Supplied text -
◇ ◇ ◇
The MORIS device attaches to the back of an iPhone, adding roughly 1.75 inches to the thickness of the smartphone. Police officers armed with the tool can take a photo of a person’s face from about five feet away, or scan his or her iris from about six inches, and wirelessly beam that data to law enforcement databases elsewhere to look for a match. It can also perform remote fingerprint matching.

Similar biometric technology has been deployed by the U.S. military in places like Iraq and Afghanistan to confirm the identities of civilians entering military safe zones and to search for known insurgents at checkpoints. But rolling it out in the streets of the U.S. has plenty of people concerned with privacy and Constitutional issues.

The technology lives in a somewhat gray area of the law. It’s generally permissible to take a photo of anyone in a public space, but when a law enforcement agent does so–and especially when he or she then cross references it against a criminal database–that could constitute a search, and therefore should require a warrant.

It’s another one of those situations where technology has simply outpaced the law ( you would think Ben Franklin of all people would’ve seen mobile facial recognition software coming). So while it would be nice to turn to legal precedent here, there simply is none.
◇ ◇ ◇
Work to be completed - Pick up the piece above on police use of the MORIS biometric scanner after its last sentence and keep writing it.

Given material -
◇ ◇ ◇
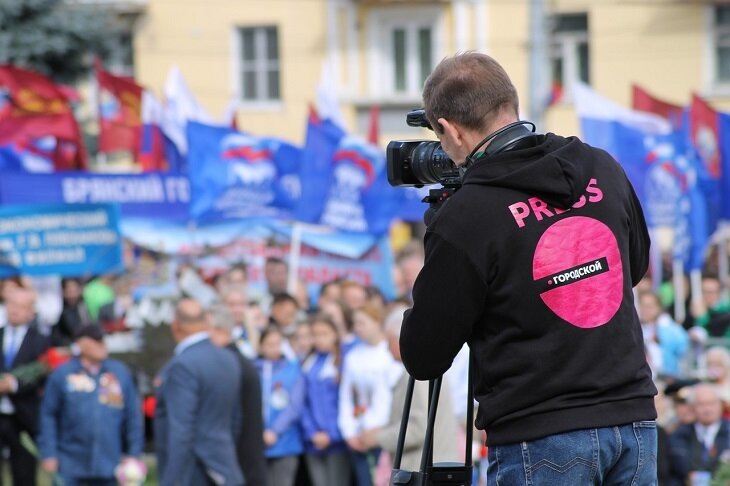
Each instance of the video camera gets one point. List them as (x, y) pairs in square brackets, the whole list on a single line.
[(420, 162)]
◇ ◇ ◇
Answer to this problem -
Nonetheless, BI2 has deals with about 40 agencies nationwide to deliver about 1,000 of the devices starting in September. From a law enforcement standpoint, police officers seem to like it. It’s a technology that lets them get to the bottom of a situation quickly. Moreover, in the technology’s defense, it’s tough to use MORIS to abuse a person’s rights if an officer is not already in the process of abusing them.

In an interview with BI2’s chief executive Sean Mullin last year, he told PopSci that the responses of privacy groups and civil liberties advocates are entirely appropriate, but that he thinks the technology passes legal muster. The facial recognition technology requires a frontal facial image taken from close proximity, he says–in other words, it requires consent. Iris scans are practically impossible without the subject’s cooperation, as are fingerprint scans. Besides, the alternative when a police officer can’t confirm a suspect’s identity is generally a trip downtown to sort it out. MORIS simplifies that process.

Whether or not that’s enough to satisfy the privacy rights crowd–and the law–remains to be seen. How this kind of technology is treated by the law now will set the precedent for when the technology becomes more robust–and perhaps more long-range, more surreptitious, and potentially more “Big Brother.”